Stated exercise |
Can you reproduce the lines of the records below, requests included, from the line containing "Target: gravel ground" through the end of the records, inclusive? Scale every point coordinate in the answers by 0.65 and round each to a whole number, with halves rounding up.

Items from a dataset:
- - - -

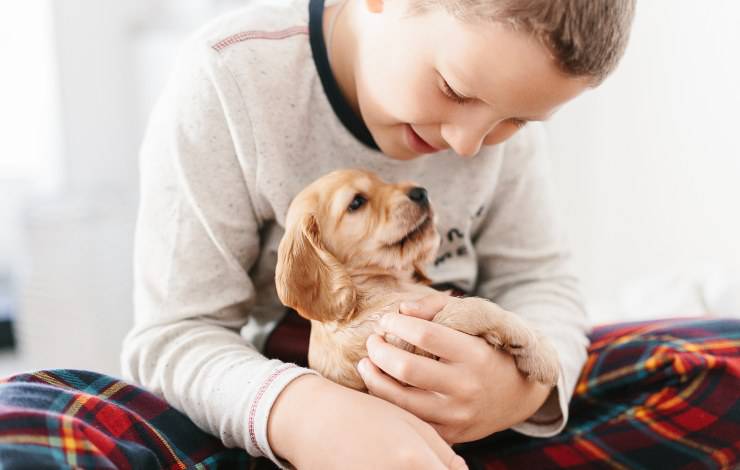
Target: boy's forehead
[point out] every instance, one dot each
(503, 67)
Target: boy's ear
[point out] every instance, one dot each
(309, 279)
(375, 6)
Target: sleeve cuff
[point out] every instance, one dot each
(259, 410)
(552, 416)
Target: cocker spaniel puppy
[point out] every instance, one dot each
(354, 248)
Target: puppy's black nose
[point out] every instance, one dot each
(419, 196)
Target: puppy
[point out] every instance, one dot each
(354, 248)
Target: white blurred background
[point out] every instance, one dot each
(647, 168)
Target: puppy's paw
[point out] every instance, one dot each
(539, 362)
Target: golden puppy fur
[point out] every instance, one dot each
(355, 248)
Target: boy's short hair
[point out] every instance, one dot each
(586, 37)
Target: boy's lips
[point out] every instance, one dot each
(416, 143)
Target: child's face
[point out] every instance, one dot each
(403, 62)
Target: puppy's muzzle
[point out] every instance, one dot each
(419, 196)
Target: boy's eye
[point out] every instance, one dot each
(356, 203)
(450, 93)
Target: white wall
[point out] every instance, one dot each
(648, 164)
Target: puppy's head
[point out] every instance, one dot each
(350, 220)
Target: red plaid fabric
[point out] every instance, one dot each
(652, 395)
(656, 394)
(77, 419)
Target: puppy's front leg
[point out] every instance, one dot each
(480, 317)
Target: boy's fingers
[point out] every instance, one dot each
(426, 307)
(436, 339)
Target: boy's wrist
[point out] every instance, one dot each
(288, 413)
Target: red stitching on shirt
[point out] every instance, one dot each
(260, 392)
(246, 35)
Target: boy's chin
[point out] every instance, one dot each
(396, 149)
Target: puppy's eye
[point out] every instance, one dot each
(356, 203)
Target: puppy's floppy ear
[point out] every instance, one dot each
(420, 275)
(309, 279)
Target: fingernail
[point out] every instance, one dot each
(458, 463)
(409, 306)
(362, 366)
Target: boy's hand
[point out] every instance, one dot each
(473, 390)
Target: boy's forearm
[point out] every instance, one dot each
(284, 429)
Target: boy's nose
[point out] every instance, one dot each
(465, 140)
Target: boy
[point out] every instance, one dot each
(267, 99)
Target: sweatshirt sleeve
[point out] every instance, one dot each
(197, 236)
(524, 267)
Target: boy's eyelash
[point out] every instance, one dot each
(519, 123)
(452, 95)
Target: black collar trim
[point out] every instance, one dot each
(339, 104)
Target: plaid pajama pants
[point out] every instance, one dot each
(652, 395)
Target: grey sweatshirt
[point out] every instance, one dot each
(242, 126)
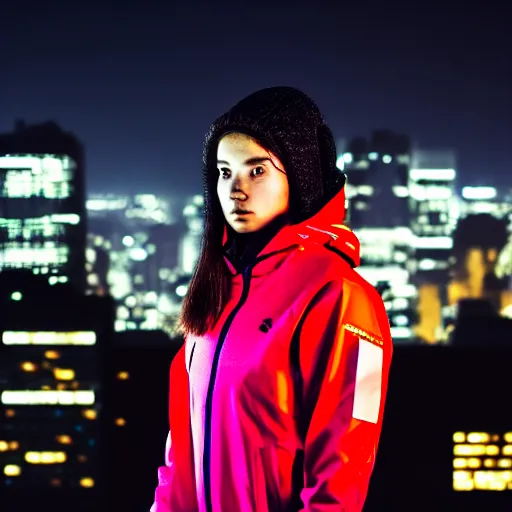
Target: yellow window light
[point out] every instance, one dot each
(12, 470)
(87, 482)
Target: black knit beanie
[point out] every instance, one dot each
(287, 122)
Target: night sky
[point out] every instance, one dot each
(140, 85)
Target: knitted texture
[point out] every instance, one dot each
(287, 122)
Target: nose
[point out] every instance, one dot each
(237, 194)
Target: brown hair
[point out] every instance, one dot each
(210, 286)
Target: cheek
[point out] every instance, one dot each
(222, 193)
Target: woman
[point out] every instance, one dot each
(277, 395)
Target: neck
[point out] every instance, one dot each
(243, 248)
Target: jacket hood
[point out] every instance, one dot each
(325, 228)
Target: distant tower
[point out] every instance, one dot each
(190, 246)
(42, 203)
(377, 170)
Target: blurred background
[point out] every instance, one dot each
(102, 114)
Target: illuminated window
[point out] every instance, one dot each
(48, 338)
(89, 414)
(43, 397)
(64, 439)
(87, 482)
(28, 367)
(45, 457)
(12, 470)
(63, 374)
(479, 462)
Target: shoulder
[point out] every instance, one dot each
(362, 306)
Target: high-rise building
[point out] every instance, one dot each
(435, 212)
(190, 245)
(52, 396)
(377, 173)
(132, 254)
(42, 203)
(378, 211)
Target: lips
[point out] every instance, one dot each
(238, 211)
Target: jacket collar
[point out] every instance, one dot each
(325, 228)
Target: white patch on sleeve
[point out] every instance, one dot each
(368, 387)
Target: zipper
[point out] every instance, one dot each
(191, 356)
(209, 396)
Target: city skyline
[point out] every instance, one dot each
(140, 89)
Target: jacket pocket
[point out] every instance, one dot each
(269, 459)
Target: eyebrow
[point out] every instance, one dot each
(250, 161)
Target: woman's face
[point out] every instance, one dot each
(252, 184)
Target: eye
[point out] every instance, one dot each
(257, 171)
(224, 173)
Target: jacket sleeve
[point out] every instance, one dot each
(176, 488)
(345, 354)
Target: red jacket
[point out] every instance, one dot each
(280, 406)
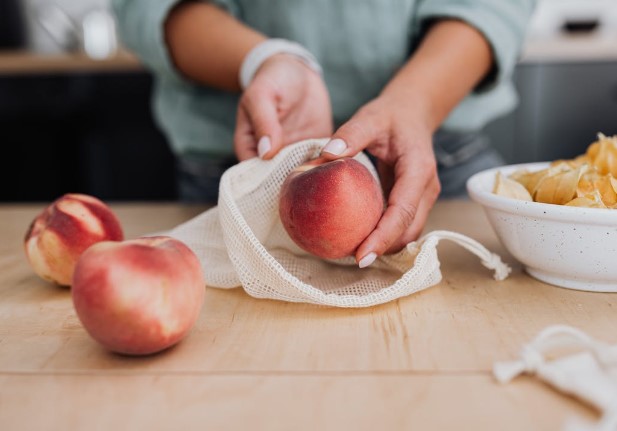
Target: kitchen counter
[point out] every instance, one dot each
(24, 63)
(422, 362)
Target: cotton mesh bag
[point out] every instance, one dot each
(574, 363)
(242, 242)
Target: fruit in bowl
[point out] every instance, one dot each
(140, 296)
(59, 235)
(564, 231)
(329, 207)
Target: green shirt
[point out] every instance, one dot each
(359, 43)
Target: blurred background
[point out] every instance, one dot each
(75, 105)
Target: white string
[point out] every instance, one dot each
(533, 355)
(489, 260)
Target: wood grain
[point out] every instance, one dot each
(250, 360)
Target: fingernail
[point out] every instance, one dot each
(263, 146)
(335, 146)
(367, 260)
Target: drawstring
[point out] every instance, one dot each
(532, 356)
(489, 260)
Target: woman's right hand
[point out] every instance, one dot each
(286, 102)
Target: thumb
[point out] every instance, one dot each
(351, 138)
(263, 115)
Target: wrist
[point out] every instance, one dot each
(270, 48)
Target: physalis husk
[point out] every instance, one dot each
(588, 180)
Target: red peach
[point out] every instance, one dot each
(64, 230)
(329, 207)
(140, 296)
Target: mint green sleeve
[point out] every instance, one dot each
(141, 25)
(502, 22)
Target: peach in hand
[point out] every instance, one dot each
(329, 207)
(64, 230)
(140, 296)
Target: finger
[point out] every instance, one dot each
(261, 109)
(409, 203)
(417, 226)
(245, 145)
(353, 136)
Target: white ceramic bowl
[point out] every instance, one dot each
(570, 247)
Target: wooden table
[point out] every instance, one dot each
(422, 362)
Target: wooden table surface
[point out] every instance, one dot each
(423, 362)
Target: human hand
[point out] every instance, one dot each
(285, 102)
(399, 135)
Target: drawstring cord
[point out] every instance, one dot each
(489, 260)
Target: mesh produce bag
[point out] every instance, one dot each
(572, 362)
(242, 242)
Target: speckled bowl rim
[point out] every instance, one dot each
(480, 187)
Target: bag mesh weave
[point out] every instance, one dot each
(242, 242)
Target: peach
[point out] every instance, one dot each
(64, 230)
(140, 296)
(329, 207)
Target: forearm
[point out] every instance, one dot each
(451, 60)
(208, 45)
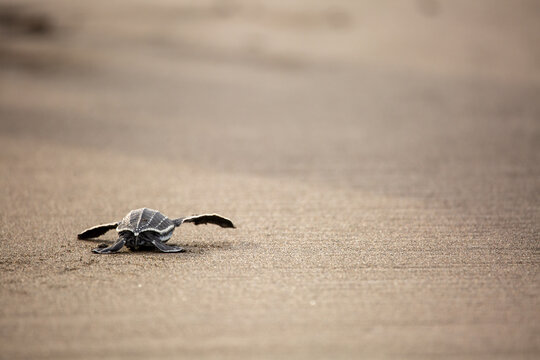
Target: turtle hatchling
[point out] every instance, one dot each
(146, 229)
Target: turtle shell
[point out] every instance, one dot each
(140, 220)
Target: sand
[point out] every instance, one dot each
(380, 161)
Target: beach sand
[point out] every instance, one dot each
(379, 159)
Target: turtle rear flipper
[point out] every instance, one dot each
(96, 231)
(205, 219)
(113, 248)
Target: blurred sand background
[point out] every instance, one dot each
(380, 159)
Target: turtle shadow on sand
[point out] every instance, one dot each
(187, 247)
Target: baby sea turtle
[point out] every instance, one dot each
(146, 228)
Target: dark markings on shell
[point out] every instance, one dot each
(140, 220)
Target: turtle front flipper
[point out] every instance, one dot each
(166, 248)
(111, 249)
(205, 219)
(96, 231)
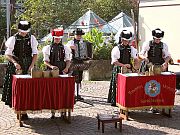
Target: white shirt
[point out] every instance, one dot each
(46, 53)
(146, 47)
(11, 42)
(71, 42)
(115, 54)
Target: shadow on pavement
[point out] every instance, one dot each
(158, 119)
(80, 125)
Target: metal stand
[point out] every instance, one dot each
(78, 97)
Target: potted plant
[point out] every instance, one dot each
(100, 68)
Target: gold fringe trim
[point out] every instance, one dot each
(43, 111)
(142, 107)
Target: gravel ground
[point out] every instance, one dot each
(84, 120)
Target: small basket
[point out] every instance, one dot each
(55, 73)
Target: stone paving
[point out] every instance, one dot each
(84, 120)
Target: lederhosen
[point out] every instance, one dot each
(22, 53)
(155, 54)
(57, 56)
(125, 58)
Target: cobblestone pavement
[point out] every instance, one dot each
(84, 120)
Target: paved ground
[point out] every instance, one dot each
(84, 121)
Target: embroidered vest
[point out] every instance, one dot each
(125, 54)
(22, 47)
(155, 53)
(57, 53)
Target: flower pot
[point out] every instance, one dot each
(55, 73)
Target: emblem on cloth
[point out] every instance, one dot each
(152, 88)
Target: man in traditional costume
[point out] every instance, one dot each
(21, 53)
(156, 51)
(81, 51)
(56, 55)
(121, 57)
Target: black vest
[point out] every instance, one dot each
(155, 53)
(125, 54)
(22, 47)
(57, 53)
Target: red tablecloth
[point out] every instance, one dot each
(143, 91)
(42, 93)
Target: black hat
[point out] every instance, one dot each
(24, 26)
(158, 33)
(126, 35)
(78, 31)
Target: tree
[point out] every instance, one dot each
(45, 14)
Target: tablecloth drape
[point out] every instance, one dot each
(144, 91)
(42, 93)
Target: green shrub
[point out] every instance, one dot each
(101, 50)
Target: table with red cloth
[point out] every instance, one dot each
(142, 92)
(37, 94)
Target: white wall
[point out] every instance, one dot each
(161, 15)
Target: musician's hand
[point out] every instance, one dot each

- - - -

The solution |
Target: gravel ground
[point out] every instance, one dot each
(55, 78)
Target: small basket
[point out] every instance, one dot each
(36, 47)
Target: stone paving
[point out] every instance, one dot each
(55, 78)
Target: lederhosen
[point out] every instance, one dot each
(14, 34)
(101, 35)
(37, 36)
(81, 38)
Target: cobblestone pavement
[point out] every instance, one dot each
(55, 78)
Target: paved ground
[point out] every instance, one dot each
(55, 79)
Target: embroidered vest
[point out] every instance, one dot each
(81, 35)
(14, 31)
(101, 34)
(37, 34)
Target: flower pot
[point out] every instance, one dot each
(36, 47)
Target: emblem on cloth
[point out] every instance, one dot each
(99, 57)
Target: man in traditional costume
[point out] every instance, one dot each
(14, 34)
(101, 33)
(53, 33)
(36, 36)
(79, 37)
Target: black vest
[point out] every instance, one dot each
(101, 34)
(81, 35)
(14, 31)
(37, 34)
Target: red tablecloth
[point out] every instance, one dot each
(93, 59)
(27, 60)
Target: black hat
[point out] every instance, one dot each
(16, 17)
(103, 21)
(82, 23)
(51, 20)
Target: tree
[point out] every instance, one dot each
(29, 9)
Target: tablecloth drape
[point out] every instance, one dot each
(94, 59)
(27, 60)
Target: green shrub
[point out] every instance, one dot each
(66, 33)
Target: table with red cloth
[point out] every instance, one dot each
(92, 60)
(24, 61)
Target: white wall
[point out] every instance, one dot each
(105, 10)
Target: musician's hand
[point out] every instance, one dot each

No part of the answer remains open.